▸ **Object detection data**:

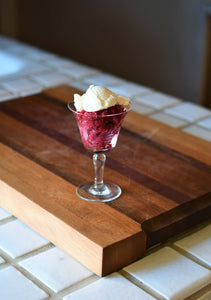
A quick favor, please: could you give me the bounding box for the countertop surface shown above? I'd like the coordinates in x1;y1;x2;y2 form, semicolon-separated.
0;36;211;300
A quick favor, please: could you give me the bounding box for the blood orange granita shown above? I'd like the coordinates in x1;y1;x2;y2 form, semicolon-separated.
75;104;127;152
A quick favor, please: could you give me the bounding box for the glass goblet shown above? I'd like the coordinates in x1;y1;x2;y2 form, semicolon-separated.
68;103;131;202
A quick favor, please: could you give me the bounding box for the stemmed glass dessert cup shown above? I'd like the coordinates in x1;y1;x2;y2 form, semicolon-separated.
68;103;131;202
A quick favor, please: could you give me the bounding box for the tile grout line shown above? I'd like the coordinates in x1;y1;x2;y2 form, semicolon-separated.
0;244;99;300
0;216;17;226
170;244;211;271
56;274;100;299
0;249;56;299
118;269;166;300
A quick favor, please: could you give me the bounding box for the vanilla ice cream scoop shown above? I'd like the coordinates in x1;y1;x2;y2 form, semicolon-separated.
74;85;130;112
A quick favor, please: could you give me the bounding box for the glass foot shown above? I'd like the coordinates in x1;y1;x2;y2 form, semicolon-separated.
76;182;122;202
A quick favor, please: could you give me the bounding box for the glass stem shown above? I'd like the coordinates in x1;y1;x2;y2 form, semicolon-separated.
93;153;106;190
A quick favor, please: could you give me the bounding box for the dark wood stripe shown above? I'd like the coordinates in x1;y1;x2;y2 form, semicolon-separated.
0;135;83;186
0;102;191;203
41;93;211;173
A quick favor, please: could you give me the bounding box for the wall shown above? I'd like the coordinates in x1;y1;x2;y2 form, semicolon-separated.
2;0;209;102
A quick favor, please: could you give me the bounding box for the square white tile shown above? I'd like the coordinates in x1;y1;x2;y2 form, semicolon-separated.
131;100;155;115
31;71;70;87
63;273;155;300
61;64;100;79
0;267;48;300
0;87;16;101
108;82;152;98
19;247;93;292
124;247;211;300
175;224;211;267
165;102;211;122
0;207;12;220
182;125;211;142
197;117;211;130
135;92;180;109
2;78;42;94
0;220;49;258
0;256;5;264
84;73;124;87
149;112;188;128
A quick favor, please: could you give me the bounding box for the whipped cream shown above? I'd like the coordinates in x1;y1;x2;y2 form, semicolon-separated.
74;85;130;112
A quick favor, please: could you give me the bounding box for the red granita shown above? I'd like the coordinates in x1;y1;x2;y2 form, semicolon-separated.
75;105;127;152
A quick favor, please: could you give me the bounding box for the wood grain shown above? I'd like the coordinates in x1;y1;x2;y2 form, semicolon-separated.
0;86;211;276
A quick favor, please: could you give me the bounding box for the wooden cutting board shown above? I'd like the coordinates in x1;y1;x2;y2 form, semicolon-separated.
0;86;211;276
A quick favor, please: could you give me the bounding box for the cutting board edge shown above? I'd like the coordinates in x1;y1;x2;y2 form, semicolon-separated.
0;180;146;276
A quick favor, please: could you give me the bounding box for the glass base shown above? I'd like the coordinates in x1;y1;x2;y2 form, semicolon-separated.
76;182;122;202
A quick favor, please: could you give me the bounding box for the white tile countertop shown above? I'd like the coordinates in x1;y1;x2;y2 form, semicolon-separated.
0;36;211;300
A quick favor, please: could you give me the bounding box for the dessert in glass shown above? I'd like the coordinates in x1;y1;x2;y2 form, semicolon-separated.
68;85;131;202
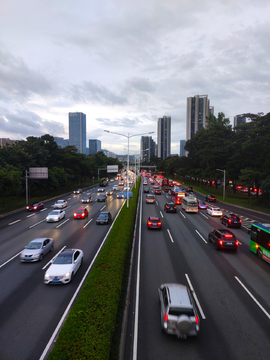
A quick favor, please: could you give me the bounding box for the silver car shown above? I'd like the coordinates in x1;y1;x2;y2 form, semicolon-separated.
158;284;200;337
53;200;67;209
46;210;66;222
20;238;53;262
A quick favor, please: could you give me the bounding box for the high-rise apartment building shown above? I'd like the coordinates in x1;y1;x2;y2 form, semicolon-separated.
180;140;186;156
140;136;156;162
233;115;247;131
68;112;86;154
89;139;101;155
157;116;171;159
186;95;214;140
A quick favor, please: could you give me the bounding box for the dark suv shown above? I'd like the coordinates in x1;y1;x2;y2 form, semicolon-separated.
208;229;239;251
220;214;242;228
158;284;200;337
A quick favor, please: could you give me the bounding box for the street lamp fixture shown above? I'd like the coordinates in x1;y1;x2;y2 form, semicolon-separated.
216;169;226;201
104;130;154;207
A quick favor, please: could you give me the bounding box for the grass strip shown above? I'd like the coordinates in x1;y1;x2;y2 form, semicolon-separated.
48;179;139;360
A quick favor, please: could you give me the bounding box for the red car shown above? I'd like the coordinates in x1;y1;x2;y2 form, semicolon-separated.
26;202;44;211
73;208;88;219
147;216;161;230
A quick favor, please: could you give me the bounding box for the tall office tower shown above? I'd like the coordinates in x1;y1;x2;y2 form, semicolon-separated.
68;112;86;154
186;95;214;140
180;140;186;156
140;136;156;162
157;116;171;159
233;115;247;131
89;139;101;155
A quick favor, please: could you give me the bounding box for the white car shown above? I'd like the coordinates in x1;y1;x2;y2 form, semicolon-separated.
53;200;67;209
44;249;83;284
206;205;223;216
46;210;66;222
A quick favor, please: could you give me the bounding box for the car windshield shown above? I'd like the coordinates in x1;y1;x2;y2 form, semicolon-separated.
54;254;72;265
99;214;108;219
26;242;42;249
169;308;194;316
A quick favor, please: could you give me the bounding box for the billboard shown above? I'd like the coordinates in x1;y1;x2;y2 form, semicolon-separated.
107;165;118;173
28;168;48;179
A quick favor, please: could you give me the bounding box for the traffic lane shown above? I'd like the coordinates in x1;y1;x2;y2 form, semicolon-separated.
0;200;122;359
166;208;270;358
138;205;231;359
139;198;266;359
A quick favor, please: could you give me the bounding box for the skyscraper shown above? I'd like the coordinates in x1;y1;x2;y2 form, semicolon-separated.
89;139;101;155
68;112;86;154
157;116;171;159
180;140;186;156
186;95;214;140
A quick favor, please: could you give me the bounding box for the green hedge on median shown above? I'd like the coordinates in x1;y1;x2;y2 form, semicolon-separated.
48;180;140;360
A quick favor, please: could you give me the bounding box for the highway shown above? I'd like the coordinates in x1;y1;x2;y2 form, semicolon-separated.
124;181;270;360
0;182;124;360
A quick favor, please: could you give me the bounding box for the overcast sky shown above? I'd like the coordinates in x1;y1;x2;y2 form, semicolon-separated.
0;0;270;154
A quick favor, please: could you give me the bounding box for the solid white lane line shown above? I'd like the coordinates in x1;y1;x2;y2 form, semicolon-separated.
195;230;207;244
235;276;270;319
83;219;93;229
8;219;22;225
185;274;206;319
167;229;174;242
56;218;69;229
179;211;186;219
0;250;23;269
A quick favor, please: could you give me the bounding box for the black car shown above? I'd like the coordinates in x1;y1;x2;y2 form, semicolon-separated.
164;202;177;213
97;194;107;202
208;229;239;251
205;195;217;202
220;214;242;228
96;211;112;225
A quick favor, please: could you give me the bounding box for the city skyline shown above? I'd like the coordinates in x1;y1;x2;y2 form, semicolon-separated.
0;0;270;154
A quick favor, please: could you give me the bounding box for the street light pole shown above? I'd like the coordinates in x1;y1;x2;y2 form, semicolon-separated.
216;169;226;201
104;130;154;207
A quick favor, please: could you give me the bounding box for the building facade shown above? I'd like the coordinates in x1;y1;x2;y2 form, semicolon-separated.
180;140;186;156
140;136;156;162
157;116;171;159
186;95;214;140
89;139;101;155
68;112;86;154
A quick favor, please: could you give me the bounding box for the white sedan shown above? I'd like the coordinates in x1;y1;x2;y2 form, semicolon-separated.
53;200;67;209
44;249;83;284
46;210;66;222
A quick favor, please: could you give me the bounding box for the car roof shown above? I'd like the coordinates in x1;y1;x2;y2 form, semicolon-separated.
165;284;193;309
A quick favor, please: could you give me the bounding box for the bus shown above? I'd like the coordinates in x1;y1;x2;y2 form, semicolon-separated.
181;196;199;213
171;188;186;205
249;223;270;263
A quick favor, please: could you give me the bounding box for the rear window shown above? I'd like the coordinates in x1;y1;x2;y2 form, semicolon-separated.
169;308;195;316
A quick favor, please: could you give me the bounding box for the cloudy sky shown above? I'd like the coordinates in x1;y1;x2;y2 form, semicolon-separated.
0;0;270;154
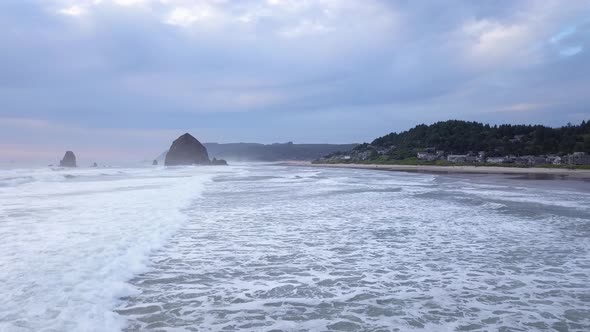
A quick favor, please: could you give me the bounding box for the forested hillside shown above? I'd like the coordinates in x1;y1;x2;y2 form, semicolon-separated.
370;120;590;158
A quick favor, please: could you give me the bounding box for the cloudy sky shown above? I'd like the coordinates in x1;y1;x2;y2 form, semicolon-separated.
0;0;590;161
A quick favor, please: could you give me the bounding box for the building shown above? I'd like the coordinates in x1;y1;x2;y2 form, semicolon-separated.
447;154;467;164
547;156;562;165
563;152;590;165
486;157;506;164
417;152;438;161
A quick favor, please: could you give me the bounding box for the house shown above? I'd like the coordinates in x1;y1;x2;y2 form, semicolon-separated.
417;152;438;161
547;156;562;165
447;154;467;163
486;157;506;164
564;152;590;165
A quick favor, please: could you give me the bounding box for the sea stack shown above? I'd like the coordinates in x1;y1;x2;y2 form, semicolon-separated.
59;151;76;167
211;158;227;166
164;133;211;166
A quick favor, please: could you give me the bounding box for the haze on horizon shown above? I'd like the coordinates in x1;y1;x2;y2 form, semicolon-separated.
0;0;590;162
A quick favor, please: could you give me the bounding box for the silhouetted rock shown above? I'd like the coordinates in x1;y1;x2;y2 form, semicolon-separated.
211;158;227;165
59;151;76;167
164;133;211;166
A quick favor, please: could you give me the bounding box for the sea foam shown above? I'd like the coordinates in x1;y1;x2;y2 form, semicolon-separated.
0;168;214;332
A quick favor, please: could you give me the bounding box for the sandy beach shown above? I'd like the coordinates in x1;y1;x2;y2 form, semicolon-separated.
285;161;590;180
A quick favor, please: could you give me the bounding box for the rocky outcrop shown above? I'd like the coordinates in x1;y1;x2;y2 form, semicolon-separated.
164;133;211;166
59;151;76;167
211;158;227;166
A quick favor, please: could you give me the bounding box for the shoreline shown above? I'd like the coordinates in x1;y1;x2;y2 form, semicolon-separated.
283;161;590;180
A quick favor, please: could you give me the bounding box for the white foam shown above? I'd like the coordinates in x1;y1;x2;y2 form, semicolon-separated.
0;168;219;331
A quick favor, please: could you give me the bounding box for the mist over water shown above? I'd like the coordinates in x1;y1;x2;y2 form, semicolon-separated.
0;165;590;331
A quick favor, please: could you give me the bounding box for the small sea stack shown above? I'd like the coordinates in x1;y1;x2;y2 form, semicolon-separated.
59;151;76;167
164;133;211;166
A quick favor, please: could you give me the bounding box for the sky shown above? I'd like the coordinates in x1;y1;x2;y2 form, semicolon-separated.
0;0;590;161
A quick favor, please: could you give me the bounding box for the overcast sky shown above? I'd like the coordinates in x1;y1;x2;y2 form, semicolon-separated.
0;0;590;161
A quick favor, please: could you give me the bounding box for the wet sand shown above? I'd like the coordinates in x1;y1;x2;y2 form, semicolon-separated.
284;161;590;181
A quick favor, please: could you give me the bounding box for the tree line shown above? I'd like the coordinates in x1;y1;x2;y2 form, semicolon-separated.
366;120;590;159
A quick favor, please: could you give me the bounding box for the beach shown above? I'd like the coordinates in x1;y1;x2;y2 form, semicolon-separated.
285;161;590;180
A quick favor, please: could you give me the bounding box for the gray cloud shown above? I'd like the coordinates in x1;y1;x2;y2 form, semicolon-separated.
0;0;590;161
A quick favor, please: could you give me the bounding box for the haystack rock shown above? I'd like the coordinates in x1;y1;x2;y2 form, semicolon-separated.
211;158;227;166
164;133;211;166
59;151;76;167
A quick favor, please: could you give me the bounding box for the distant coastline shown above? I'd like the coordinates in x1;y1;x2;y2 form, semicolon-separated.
283;161;590;180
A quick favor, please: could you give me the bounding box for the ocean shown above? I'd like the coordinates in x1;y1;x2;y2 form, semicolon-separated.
0;164;590;332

▸ **What you have to do**:
Present the stretch from the line containing "for the blood" through the line containing "2;0;209;102" as a Markdown table with the columns Row and Line, where Row gives a running number and blank lines are omitted.

▸ **Worked answer**:
| Row | Line |
|---|---|
| 1 | A quick favor, please: could you give me the bounding box for the blood orange granita shown above? I'd like the coordinates in x1;y1;x2;y2 form, semicolon-separated. |
| 2 | 75;104;127;152 |
| 3 | A quick favor, please: could you give me the bounding box for the glass goblet shown above? I'd like the coordinates in x1;y1;x2;y2 form, semicolon-separated. |
| 4 | 68;103;131;202 |
| 5 | A quick favor, please: could you give me the bounding box for the stemmed glass dessert cup shown above? I'd like the coordinates in x1;y1;x2;y2 form, semicolon-separated. |
| 6 | 68;103;131;202 |
| 7 | A quick favor, please: could you give me the bounding box for the tile grout line shown above? I'd like the coordinates in x1;y1;x2;y2 form, semicolon-separated. |
| 8 | 0;244;99;300 |
| 9 | 0;216;17;226 |
| 10 | 170;244;211;271 |
| 11 | 56;274;100;299 |
| 12 | 0;249;56;299 |
| 13 | 118;269;166;300 |
| 14 | A quick favor, please: could you give me the bounding box for the vanilla ice cream scoop shown above? I'd like the coordinates in x1;y1;x2;y2 form, semicolon-separated. |
| 15 | 74;85;130;112 |
| 16 | A quick favor, please: could you give me the bounding box for the glass foot shown above? I'd like the coordinates in x1;y1;x2;y2 form, semicolon-separated. |
| 17 | 76;182;122;202 |
| 18 | A quick favor, please: could you give me the bounding box for the glass stem shown above? I'd like the coordinates in x1;y1;x2;y2 form, semicolon-separated. |
| 19 | 93;153;106;190 |
| 20 | A quick favor, please: could you give me the bounding box for the dark wood stripe shown above? I'd like the coordinates in x1;y1;x2;y2 form, semicolon-separated. |
| 21 | 0;135;83;186 |
| 22 | 0;102;191;203 |
| 23 | 41;93;211;173 |
| 24 | A quick favor, please: could you give me the bounding box for the wall shown above? I'd like the coordinates in x1;y1;x2;y2 form, semicolon-separated. |
| 25 | 2;0;209;102 |